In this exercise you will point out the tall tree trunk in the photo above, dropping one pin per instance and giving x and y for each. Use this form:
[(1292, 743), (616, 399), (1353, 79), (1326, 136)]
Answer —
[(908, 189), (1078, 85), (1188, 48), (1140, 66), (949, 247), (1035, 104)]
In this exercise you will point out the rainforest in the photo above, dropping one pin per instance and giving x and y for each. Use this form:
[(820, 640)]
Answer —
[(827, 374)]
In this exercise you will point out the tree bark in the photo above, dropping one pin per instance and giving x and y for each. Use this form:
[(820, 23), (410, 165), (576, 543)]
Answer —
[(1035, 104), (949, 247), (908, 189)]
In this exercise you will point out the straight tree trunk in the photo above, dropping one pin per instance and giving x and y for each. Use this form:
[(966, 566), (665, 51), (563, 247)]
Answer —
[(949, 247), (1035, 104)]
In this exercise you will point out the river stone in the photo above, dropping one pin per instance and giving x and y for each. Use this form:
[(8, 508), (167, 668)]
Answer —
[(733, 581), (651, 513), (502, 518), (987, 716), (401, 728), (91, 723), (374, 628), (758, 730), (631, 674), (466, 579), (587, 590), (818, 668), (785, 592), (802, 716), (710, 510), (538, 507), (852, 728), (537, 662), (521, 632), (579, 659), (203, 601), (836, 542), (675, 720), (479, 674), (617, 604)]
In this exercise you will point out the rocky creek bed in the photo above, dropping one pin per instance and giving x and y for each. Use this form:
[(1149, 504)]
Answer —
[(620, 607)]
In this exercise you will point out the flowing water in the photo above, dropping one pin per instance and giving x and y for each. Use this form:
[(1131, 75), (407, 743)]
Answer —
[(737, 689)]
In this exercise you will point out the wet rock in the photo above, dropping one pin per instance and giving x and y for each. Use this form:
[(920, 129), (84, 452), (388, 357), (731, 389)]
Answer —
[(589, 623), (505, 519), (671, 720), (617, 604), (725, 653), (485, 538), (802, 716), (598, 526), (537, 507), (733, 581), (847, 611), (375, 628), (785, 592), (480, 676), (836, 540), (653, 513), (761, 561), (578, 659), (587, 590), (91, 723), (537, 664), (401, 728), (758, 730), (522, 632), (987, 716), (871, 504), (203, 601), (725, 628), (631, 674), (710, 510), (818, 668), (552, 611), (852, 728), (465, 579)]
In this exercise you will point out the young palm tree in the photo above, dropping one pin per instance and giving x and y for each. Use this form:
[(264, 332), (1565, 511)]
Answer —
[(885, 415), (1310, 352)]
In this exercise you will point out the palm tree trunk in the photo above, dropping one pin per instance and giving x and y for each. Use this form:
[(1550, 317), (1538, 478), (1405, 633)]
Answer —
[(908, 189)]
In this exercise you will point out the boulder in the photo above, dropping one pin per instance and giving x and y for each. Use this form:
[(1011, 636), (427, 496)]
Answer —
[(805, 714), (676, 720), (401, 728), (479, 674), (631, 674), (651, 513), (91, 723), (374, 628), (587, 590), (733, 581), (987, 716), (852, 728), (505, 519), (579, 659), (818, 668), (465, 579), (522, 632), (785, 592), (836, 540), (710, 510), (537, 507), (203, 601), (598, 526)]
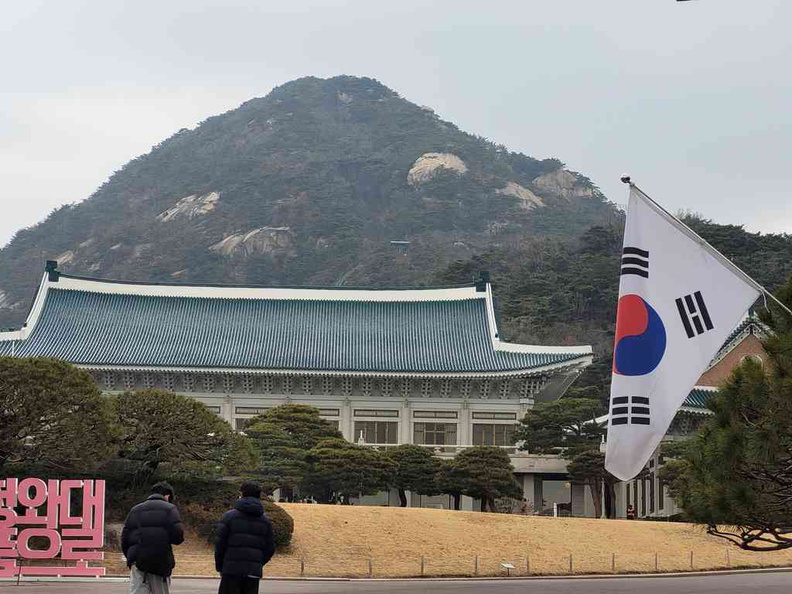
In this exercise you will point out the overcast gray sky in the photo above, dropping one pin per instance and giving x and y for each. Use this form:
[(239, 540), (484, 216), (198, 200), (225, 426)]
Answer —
[(694, 99)]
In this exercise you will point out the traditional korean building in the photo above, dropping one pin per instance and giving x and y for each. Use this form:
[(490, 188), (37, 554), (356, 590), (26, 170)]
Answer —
[(386, 366)]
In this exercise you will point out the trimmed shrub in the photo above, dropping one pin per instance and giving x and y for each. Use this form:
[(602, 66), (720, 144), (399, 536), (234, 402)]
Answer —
[(282, 524)]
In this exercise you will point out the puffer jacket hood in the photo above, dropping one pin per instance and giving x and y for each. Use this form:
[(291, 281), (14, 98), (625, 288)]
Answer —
[(250, 506)]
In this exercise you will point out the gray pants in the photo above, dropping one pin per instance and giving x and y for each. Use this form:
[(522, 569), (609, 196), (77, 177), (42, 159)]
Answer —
[(147, 583)]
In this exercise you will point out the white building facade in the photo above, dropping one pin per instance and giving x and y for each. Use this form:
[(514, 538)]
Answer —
[(386, 366)]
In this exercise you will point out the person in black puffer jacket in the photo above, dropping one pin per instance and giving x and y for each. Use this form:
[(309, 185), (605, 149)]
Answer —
[(149, 531), (245, 542)]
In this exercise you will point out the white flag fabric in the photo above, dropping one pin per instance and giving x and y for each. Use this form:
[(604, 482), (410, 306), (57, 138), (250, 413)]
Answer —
[(678, 302)]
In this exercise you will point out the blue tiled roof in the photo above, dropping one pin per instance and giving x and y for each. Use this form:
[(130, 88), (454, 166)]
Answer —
[(93, 328), (698, 398)]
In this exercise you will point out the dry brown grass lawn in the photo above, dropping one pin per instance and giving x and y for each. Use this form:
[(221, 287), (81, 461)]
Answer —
[(340, 540)]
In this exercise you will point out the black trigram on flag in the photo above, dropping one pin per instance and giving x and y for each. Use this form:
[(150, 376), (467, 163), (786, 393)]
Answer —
[(635, 261), (694, 314), (630, 409)]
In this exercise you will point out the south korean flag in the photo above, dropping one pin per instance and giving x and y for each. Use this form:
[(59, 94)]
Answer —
[(678, 301)]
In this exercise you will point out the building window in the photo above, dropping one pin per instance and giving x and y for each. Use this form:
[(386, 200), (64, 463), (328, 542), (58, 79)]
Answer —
[(435, 414), (250, 410), (498, 435), (346, 386), (386, 386), (377, 431), (266, 384), (208, 382), (229, 383), (406, 387), (248, 383), (426, 388), (435, 433), (365, 387), (327, 385), (366, 412), (495, 416), (129, 381)]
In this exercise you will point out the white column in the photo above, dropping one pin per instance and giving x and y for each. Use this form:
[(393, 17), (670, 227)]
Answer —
[(464, 430), (346, 426), (405, 423)]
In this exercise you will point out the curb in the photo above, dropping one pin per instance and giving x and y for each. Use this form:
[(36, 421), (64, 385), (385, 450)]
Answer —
[(594, 576), (599, 576)]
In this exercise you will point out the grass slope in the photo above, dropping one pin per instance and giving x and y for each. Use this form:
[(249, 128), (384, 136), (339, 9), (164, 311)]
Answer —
[(340, 540)]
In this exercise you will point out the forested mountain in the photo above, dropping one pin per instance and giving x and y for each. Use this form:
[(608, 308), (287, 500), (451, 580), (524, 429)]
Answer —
[(312, 183), (308, 185)]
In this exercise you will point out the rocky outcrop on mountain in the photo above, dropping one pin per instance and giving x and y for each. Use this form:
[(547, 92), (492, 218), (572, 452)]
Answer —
[(426, 166), (190, 207), (264, 240), (563, 183), (528, 199)]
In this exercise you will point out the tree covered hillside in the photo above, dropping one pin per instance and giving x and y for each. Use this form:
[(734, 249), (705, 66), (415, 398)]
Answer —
[(310, 184), (307, 185)]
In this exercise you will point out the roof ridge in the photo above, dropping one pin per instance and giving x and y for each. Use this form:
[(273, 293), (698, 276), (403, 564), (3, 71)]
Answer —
[(294, 287)]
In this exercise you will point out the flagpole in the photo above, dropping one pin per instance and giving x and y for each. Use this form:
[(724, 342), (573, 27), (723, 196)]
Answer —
[(705, 244)]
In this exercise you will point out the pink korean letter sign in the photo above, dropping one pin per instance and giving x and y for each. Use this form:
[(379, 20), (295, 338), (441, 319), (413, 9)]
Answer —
[(34, 507)]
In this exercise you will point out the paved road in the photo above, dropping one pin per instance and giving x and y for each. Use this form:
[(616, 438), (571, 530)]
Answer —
[(767, 583)]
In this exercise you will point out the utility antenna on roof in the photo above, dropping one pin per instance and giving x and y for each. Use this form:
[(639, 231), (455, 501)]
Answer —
[(401, 245)]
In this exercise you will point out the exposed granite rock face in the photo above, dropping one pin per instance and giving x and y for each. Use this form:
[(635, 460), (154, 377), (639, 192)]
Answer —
[(190, 207), (563, 183), (427, 165), (264, 240), (65, 258), (528, 200)]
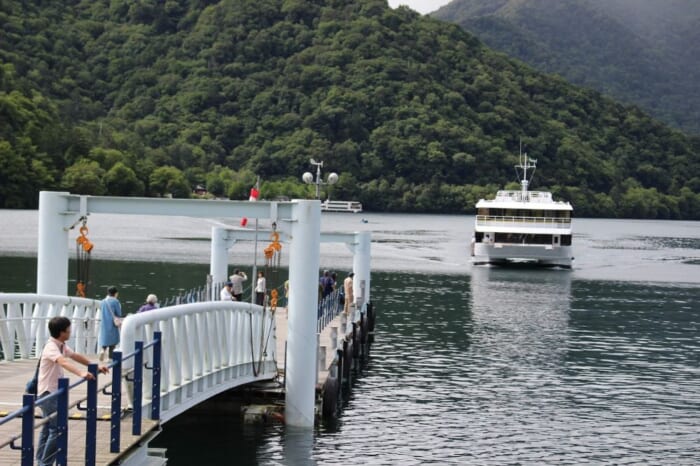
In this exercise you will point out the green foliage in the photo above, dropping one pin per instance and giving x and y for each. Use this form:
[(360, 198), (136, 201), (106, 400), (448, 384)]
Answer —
[(84, 177), (154, 98), (169, 181), (637, 51)]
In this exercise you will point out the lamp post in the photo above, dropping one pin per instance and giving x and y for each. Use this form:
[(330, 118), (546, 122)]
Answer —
[(308, 178)]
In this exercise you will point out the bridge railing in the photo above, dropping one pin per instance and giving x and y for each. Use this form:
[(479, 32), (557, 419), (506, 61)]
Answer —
[(30, 402), (202, 344), (329, 307), (24, 318)]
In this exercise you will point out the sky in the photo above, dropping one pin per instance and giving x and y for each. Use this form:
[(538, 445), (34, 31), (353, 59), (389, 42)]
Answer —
[(421, 6)]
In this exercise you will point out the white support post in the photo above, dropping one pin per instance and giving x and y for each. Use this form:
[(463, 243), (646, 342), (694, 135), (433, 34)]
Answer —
[(218, 264), (361, 266), (52, 250), (304, 262)]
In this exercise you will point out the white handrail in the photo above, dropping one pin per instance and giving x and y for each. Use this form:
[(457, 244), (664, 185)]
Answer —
[(24, 318), (202, 338)]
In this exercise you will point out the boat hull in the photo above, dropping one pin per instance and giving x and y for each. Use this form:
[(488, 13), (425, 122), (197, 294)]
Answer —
[(530, 254)]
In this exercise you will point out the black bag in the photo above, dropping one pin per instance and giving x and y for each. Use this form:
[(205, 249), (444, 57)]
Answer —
[(33, 385)]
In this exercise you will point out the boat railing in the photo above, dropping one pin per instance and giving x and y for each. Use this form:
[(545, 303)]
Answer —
[(528, 196), (556, 222), (341, 206)]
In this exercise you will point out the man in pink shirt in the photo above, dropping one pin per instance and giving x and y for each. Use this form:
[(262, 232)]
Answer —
[(54, 358)]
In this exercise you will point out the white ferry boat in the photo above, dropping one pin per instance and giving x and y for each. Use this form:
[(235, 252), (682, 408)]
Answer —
[(523, 226), (341, 206)]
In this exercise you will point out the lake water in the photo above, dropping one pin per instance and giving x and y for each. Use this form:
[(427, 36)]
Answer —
[(471, 365)]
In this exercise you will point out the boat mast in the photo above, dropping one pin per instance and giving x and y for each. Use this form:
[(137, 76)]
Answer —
[(525, 162)]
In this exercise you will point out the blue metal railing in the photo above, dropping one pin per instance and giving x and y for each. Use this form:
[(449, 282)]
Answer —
[(29, 402), (329, 307)]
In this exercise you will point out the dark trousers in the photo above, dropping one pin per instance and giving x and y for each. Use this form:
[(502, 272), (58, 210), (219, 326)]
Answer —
[(46, 448)]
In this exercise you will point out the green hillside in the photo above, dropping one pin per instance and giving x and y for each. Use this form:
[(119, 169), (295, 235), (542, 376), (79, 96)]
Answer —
[(153, 97), (638, 51)]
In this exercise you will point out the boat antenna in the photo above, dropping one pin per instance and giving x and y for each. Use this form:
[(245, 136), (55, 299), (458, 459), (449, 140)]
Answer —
[(525, 162)]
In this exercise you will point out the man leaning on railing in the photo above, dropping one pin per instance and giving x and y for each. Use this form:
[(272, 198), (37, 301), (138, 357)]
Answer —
[(53, 359)]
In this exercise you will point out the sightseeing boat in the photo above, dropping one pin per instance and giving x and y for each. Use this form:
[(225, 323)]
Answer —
[(523, 227)]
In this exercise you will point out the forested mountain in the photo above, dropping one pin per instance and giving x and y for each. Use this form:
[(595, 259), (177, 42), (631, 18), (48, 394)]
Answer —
[(150, 97), (638, 51)]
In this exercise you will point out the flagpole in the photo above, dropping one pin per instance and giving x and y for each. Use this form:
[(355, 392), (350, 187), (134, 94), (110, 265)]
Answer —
[(254, 281)]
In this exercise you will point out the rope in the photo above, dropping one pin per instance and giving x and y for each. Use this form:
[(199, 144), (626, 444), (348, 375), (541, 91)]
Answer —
[(83, 249)]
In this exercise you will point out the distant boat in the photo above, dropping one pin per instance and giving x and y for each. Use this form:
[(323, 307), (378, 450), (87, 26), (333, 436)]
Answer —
[(341, 206), (523, 227)]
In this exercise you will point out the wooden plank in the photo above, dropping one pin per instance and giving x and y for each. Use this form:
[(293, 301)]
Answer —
[(13, 377)]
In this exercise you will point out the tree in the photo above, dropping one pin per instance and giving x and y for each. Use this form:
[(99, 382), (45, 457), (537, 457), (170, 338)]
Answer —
[(84, 177), (169, 181), (121, 180)]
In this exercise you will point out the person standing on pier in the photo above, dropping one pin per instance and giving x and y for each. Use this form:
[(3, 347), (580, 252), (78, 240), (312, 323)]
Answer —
[(326, 284), (347, 289), (111, 314), (53, 360), (225, 294), (260, 289), (237, 279)]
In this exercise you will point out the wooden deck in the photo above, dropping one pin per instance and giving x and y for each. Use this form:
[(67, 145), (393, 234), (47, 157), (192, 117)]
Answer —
[(13, 377), (324, 340)]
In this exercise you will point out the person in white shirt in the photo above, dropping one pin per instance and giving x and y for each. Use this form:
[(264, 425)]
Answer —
[(347, 289), (260, 289), (53, 360), (237, 280), (225, 294)]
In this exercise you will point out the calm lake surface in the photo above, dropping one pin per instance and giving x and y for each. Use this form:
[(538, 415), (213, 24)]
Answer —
[(470, 365)]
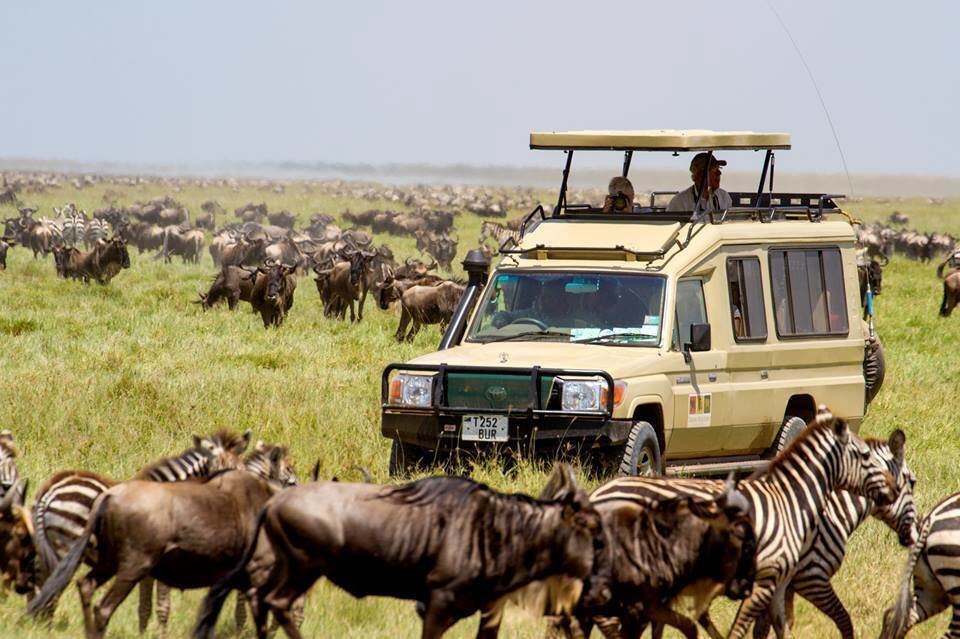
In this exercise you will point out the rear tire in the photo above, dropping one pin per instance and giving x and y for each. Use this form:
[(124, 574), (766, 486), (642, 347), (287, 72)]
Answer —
[(641, 455), (406, 458), (792, 426)]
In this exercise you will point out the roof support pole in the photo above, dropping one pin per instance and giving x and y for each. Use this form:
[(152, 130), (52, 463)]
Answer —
[(562, 198), (763, 175)]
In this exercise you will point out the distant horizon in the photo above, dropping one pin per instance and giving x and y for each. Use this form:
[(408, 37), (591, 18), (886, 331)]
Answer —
[(533, 176)]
^^^^^^^^^^^^^^^^
In the records above, some lines hold the word "boat"; copy each such line.

In this exercise you will point out the boat hull in the photo above, dropping one pin per instance and giving x and y for each. Use this form:
In this exercise you will point out the boat railing in the photo above, dropping one pin per instance and giving x and y for each. Use this form:
In this exercise you will point out the white ferry boat in the photo above, dropping one pin per instance and giving x and y for each. Use this form:
In this exercise you will point out the boat mast in the photo above, dropping one pin per instance and giving x and y for each. Use this form:
In this exercise you will point out the boat antenna in the photo above, dropping one pin per instance and giving x and y for each. Use this form:
In this exercise you will point out the sightseeing boat in the photo above, dropping one pin per instance and giving x and y for each. Use this form:
In this exercise you will point out the distant boat in the photo above, dropping one pin per instance and giving x and y for each. Use this form:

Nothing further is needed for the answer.